DATASET RECORDS:
* START *

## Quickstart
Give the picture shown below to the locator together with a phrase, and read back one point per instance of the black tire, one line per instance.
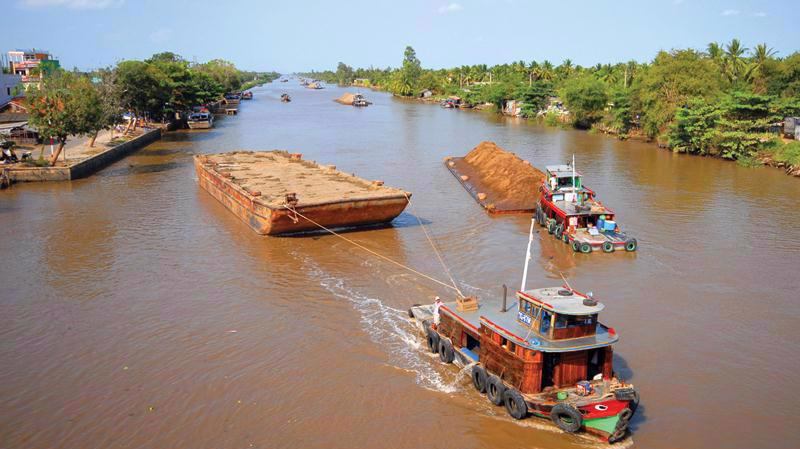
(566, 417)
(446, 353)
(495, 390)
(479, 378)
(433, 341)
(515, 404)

* END *
* START *

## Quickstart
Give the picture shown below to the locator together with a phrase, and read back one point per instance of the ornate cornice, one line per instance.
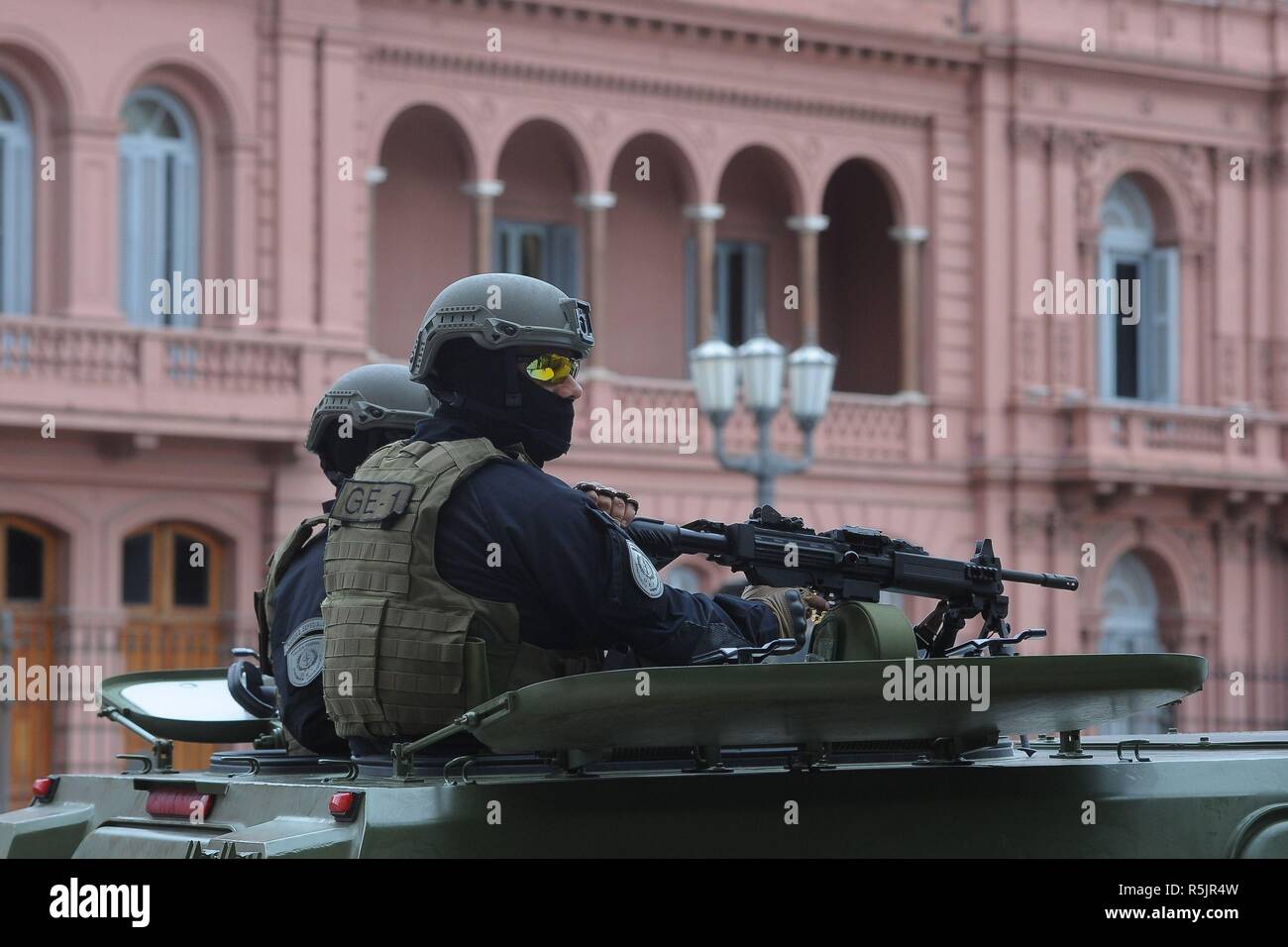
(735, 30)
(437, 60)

* END *

YOUR OBJECTIVE: Extract every line of the rows above that contains the string "together", treating the match as case-sensitive.

WORKED SOLUTION:
Give the picture shown below to the locator together with a phrase, and read back one point per instance of the black tire, one line per instance.
Give the picture shown below to the locator together with a phrase, and read back one point per instance of the ornate cornice, one line per instance.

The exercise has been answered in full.